• TAREA ASIGNADA A: Muestra completas todas las líneas de los registros en las que aparece la palabra "ship".

::::

Desde varios años atrás los campesinos de Chicán no habían tenido oportunidad para escuchar los fluidos discursos de los candidatos políticos que, en tiempo anterior, cuando había elecciones, llegaban hasta el pequeño pueblito para recitar las más elocuentes promesas.  Ellos estaban acostumbrados a ese tipo de mentiras: les daremos escuela, mejores cosechas, agua potable.

 

Y habían sido engañados tantas veces que jamás dieron crédito a la propaganda del II Censo Agropecuario. ¿Que quieren conocer nuestras necesidades? ¿Que cuántos ganados tenemos? Seguro que el gobierno quería llevarse lo poco que quedaba en los campos.


El 23 de octubre de 1974, muy por la mañana, llegó junto a la escuela un carro provisto de equipos para proyectar una película. Los parlantes instalados sobre el vehículo rompieron la monotonía de los cerros y se impusieron sobre los trinos de los pájaros y los ladridos de los canes. ¡Eran los del Censo! Esos empleados del gobierno a quienes todos temían desde hace semanas. ¡No hay que ver la película! ¡No hay que dejarse censar! ¡Abajo el gobierno ¡ El vehículo regresó a Cuenca luego que al fin se pasó la película, pero quedaron en Chicán tres censadores y dos policías: el filme fue espectado únicamente por los niños de la escuela y no más de diez adultos.

::::

• TAREA ASIGNADA B: Reproduce sin cambios el relato sobre el censo en Chicán desde "Y habían sido" hasta "en los campos.".

::::

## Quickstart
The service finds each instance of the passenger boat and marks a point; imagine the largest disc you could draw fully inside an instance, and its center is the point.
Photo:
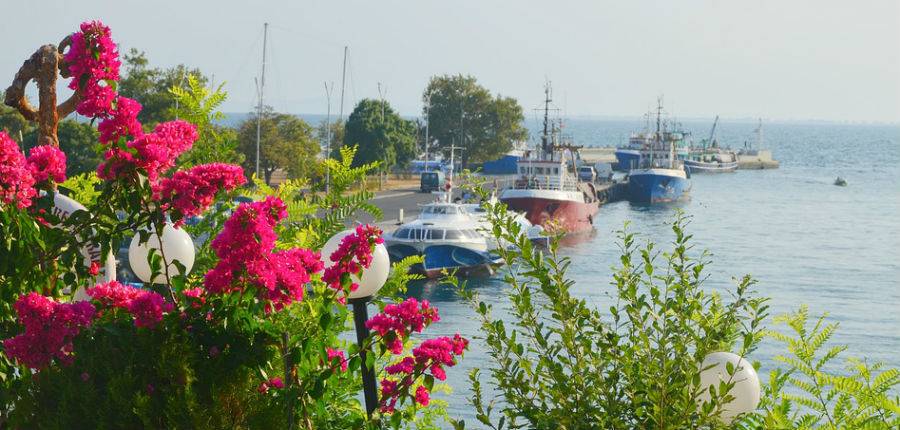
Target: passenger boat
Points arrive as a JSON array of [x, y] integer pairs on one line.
[[548, 191]]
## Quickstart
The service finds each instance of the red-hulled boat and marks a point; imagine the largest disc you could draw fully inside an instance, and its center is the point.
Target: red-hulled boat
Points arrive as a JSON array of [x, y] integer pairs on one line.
[[548, 190]]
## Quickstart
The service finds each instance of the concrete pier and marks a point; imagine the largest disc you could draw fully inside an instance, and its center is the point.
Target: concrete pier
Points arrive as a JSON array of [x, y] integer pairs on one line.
[[757, 160]]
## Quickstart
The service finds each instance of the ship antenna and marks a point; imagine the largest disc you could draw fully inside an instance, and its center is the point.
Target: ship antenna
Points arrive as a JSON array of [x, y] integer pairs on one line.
[[545, 138]]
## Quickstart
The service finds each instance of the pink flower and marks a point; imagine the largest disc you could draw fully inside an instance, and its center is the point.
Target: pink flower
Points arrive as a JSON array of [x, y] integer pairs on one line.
[[47, 162], [336, 354], [50, 328], [189, 192], [154, 153], [96, 101], [247, 259], [94, 270], [16, 180], [276, 383], [353, 254], [422, 395], [397, 322], [146, 307]]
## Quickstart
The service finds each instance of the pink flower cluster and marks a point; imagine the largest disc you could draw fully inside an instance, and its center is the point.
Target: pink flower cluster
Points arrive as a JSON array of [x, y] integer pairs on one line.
[[336, 356], [431, 356], [353, 254], [146, 307], [190, 192], [154, 153], [246, 257], [49, 329], [122, 121], [276, 383], [93, 60], [47, 162], [398, 321], [16, 180]]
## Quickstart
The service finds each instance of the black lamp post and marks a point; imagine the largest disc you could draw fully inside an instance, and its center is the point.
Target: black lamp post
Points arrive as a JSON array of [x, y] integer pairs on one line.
[[360, 316]]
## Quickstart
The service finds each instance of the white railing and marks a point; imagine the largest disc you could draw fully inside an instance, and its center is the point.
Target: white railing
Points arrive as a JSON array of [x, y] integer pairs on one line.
[[544, 182]]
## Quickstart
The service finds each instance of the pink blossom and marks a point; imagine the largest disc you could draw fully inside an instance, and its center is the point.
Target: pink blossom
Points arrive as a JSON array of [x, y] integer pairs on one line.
[[336, 354], [189, 192], [16, 180], [47, 162], [397, 322], [96, 101], [122, 121], [276, 383], [247, 259], [154, 153], [50, 327], [353, 254], [146, 307]]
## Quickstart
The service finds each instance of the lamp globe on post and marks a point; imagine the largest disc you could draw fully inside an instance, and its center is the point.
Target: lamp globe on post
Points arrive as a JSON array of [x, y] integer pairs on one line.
[[746, 389], [369, 281], [176, 246]]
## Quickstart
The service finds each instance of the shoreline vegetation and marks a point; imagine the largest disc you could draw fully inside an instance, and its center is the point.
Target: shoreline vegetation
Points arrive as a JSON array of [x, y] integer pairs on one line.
[[251, 331]]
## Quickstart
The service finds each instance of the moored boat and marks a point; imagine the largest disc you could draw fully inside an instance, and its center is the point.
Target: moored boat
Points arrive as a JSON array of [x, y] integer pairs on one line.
[[548, 191], [661, 176]]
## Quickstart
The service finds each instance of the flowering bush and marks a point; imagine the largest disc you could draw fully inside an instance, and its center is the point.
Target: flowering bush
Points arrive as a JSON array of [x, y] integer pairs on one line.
[[250, 337]]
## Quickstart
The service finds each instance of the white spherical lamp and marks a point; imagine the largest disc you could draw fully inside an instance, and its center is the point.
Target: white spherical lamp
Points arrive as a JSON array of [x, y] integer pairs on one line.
[[746, 390], [176, 245], [372, 278]]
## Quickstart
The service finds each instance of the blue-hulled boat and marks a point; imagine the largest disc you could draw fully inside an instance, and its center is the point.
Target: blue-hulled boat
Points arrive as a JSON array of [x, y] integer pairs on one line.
[[661, 176]]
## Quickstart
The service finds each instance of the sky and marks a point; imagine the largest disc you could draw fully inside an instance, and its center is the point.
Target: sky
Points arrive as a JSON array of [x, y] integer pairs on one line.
[[772, 59]]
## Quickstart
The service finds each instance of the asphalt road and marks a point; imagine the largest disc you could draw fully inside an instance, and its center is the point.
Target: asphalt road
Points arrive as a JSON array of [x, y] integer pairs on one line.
[[390, 203]]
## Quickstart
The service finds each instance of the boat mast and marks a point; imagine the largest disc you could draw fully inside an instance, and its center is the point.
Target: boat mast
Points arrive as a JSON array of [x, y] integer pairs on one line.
[[427, 107], [759, 135], [545, 138], [712, 133], [658, 135], [261, 87]]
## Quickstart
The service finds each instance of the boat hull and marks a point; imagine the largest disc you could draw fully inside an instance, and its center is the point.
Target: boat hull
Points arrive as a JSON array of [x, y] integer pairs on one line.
[[715, 167], [626, 159], [651, 186], [570, 215]]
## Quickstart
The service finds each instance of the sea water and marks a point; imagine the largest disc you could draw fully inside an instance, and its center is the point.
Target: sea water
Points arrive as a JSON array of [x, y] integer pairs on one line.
[[805, 240]]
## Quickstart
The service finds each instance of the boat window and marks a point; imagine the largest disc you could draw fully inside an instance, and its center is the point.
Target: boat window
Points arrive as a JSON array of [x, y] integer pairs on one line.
[[453, 235]]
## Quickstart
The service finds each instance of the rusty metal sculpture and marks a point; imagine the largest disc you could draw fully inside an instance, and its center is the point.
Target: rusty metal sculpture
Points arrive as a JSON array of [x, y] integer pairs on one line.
[[44, 68]]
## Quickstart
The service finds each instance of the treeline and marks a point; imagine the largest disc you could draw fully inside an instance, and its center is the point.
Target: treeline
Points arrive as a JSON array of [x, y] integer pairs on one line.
[[459, 112]]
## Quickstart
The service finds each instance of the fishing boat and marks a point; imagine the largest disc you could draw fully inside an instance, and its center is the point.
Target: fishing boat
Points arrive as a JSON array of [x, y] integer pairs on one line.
[[548, 191], [709, 157], [661, 177]]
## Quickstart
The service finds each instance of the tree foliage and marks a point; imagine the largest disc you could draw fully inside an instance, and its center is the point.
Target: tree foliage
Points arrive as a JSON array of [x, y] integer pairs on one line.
[[463, 113], [381, 135], [150, 86], [286, 142], [79, 140]]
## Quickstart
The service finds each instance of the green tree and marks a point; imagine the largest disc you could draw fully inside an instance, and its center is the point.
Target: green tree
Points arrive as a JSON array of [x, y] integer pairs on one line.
[[199, 105], [381, 134], [463, 113], [80, 142], [286, 143], [11, 121], [151, 86]]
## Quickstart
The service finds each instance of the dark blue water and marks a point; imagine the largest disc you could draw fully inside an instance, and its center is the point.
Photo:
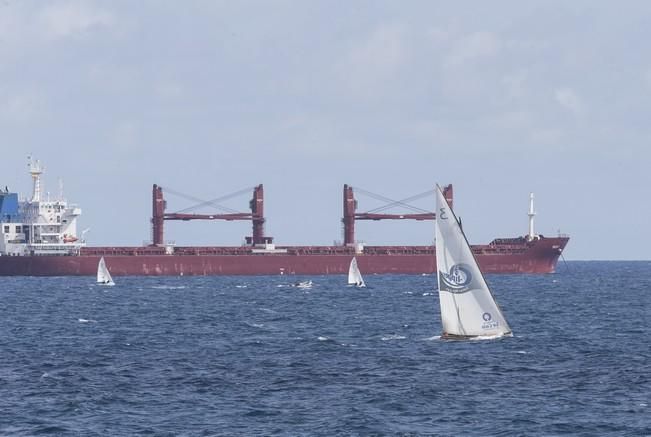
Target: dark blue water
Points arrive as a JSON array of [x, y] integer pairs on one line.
[[249, 356]]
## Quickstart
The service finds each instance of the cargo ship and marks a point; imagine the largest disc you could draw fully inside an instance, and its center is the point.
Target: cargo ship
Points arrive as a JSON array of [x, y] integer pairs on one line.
[[39, 238]]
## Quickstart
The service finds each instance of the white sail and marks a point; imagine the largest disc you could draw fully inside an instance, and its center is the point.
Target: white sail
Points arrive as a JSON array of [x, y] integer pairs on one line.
[[354, 275], [468, 308], [103, 275]]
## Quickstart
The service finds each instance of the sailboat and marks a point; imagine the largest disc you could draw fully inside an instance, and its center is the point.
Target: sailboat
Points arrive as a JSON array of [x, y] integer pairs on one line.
[[103, 275], [468, 308], [354, 275]]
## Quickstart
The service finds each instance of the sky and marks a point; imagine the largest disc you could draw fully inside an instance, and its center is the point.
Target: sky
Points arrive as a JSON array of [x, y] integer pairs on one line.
[[207, 98]]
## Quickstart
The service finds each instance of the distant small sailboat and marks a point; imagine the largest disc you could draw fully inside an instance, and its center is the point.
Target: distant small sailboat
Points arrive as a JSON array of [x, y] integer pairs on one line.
[[103, 275], [468, 308], [354, 275]]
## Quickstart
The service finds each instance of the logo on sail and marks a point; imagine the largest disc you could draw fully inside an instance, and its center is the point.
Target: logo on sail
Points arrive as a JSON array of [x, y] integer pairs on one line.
[[489, 323], [458, 280]]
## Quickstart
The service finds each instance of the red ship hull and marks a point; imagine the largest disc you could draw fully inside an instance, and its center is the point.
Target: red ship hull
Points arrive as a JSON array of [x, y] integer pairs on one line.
[[501, 256]]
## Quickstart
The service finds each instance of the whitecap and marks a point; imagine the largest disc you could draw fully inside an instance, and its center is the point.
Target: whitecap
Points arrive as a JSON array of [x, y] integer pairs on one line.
[[393, 337], [169, 287]]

::::

• SOLUCIÓN DEL PROBLEMA A:
The service finds each instance of the ship antenna and marks a point; imagine the largest disc you could draw fully inside an instance, and its center is the point.
Target: ship antenna
The service finds each instance of the cargo ship and marks a point; imagine the largest disc you could draw fully inside an instance, and its center is the point.
Target: cargo ship
The service finds each instance of the red ship hull and marks a point; imagine the largest disc you could draw fully inside an instance, and its center is the point.
Target: red ship hull

• SOLUCIÓN DEL PROBLEMA B:
Y habían sido engañados tantas veces que jamás dieron crédito a la propaganda del II Censo Agropecuario. ¿Que quieren conocer nuestras necesidades? ¿Que cuántos ganados tenemos? Seguro que el gobierno quería llevarse lo poco que quedaba en los campos.